_Okuma Metni_
Komisyon Adı | : | PLAN VE BÜTÇE KOMİSYONU |
Konu | : | 2024 Yılı Merkezi Yönetim Bütçe Kanunu Teklifi (1/276) ve 2022 Yılı Merkezi Yönetim Kesin Hesap Kanunu Teklifi (1/274) ile Sayıştay tezkereleri |
Dönemi | : | 28 |
Yasama Yılı | : | 2 |
Tarih | : | 26 .10.2023 |
NİLGÜN ÖK (Denizli) - Teşekkür ediyorum Sayın Başkanım.
Sayın Başkan, çok Değerli Bakanım, Plan ve Bütçe Komisyonumuzun değerli üyeleri, kamu kurum ve kuruluşlarımızın temsilcileri, basın mensuplarımız; ben de sizi saygı ve sevgiyle selamlıyorum.
Öncelikle bütçemizin hazırlanmasında emeği geçen başta Cumhurbaşkanı Yardımcımız, Strateji Bütçe Başkanlığımız olmak üzere tüm bürokratlarımıza teşekkürlerimi sunuyorum. Tabii ki en büyük teşekkürü de bize 22'nci kez bütçe yapma hakkını veren ve Türkiye Yüzyılı'nın ilk bütçesini sunmamıza fırsat tanıyan aziz milletimize yapmak istiyorum.

_İncelenecek Veriler_
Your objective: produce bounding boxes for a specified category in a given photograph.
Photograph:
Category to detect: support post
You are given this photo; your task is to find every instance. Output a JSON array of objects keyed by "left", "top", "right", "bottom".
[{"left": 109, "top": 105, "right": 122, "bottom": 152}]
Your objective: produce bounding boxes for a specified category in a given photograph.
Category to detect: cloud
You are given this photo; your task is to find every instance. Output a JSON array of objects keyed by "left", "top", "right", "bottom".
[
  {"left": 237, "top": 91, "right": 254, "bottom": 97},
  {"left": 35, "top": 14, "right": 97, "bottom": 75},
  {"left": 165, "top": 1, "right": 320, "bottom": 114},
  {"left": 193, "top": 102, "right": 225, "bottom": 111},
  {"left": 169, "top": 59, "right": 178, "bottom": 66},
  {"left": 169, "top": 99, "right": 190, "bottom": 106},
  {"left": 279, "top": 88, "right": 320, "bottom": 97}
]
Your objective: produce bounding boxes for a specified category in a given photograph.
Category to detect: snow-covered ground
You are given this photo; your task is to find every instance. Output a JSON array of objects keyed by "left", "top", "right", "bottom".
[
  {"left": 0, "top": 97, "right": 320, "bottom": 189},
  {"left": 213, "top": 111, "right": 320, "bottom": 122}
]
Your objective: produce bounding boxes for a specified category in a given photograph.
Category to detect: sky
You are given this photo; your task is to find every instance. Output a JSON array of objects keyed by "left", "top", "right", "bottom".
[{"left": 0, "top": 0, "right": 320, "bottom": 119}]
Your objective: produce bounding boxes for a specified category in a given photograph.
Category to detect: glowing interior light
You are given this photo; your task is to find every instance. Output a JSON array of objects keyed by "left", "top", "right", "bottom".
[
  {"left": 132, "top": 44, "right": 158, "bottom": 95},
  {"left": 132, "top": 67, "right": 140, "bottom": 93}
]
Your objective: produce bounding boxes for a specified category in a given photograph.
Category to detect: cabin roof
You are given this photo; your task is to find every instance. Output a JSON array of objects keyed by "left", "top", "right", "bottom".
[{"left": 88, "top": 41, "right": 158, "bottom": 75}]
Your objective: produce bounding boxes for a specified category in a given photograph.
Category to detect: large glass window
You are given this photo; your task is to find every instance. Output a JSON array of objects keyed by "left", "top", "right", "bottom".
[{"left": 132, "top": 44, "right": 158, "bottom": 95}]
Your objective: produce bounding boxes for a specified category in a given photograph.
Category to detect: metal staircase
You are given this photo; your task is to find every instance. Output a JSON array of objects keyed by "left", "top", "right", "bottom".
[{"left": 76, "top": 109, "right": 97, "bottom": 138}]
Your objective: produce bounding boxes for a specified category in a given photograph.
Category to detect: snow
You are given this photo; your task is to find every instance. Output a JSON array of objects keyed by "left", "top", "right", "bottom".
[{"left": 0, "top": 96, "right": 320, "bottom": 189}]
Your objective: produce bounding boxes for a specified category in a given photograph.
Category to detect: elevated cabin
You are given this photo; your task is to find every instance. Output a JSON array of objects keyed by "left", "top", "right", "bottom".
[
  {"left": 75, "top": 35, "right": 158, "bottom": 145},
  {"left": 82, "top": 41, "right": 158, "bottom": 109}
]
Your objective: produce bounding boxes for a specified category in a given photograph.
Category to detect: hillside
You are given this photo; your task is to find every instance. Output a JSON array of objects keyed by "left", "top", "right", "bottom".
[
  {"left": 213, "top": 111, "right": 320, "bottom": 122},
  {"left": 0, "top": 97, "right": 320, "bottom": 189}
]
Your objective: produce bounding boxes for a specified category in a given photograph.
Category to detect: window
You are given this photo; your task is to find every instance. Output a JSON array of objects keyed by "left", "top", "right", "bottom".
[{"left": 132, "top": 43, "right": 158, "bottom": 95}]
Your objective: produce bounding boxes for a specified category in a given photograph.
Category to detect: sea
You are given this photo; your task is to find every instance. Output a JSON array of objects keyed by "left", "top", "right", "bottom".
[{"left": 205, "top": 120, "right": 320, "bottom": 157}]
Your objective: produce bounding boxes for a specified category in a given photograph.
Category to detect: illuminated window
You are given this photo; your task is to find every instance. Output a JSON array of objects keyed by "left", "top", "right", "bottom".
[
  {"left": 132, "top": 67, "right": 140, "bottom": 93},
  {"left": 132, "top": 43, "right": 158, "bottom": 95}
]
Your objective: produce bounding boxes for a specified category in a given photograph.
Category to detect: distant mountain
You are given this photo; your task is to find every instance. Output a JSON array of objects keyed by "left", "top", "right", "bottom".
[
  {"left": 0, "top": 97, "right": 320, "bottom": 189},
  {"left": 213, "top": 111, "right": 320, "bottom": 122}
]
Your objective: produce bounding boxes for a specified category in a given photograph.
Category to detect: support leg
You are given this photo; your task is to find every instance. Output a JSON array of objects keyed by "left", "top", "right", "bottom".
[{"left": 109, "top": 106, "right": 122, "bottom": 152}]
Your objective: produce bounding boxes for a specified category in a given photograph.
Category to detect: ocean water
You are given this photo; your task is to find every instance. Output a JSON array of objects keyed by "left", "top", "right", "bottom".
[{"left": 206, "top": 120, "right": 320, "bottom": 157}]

_Görevler_
1. Okuma metninde "Öncelikle bütçemizin hazırlanmasında" diye başlayan paragrafı, ana bilgilerini koruyarak tek cümlede daha kısa biçimde yeniden yazın.
2. Okuma metnini son cümlesinden sonrasıyla sürdürerek bir sonraki bölümü tamamlayın.

_Görevlerin Cevapları_
1. Nilgün Ök, bütçenin hazırlanmasında emeği geçen Cumhurbaşkanı Yardımcısına, Strateji Bütçe Başkanlığına ve tüm bürokratlara teşekkür ediyor; en büyük teşekkürünü ise 22'nci kez bütçe yapma hakkını veren ve Türkiye Yüzyılı'nın ilk bütçesini sunma fırsatı tanıyan millete sunuyor.

2.
Sayın Başkan, değerli milletvekilleri; AK PARTİ olarak yirmi bir yılda eğitimden sağlığa, ulaşımdan enerjiye, sanayiden tarıma, spordan sosyal desteklere kadar her alanda hizmetler üreterek hizmet kalitemizi ve eser kalitemizi vatandaşlarımızın menfaatinde kullanmak için çalıştık ve çalışmaya devam ediyoruz. Ülkemizi geliştirmek, büyütmek, güçlendirmek, vatandaşımızın refahını arttırmak için, hayatını kolaylaştırmak için, aynı zamanda güvenliğini sağlamak için çalışmaya da devam edeceğiz. Dolayısıyla 2024 yılı bütçemizi de bu anlayışla vatandaşlarımızın ihtiyaçlarına odaklanan cumhuriyetimizin 100'üncü yılında daha da güçlü bir Türkiye'yi inşa edecek bir atılım bütçesi olarak da hazırlamış bulunmaktayız. Aynı zamanda dirençli şehirler, dirençli ekonomi ve dirençli toplum özelliklerini esas alan bir bütçe; Sayın Cumhurbaşkanı Yardımcımız da sunumunda altını çizmişti bu noktanın.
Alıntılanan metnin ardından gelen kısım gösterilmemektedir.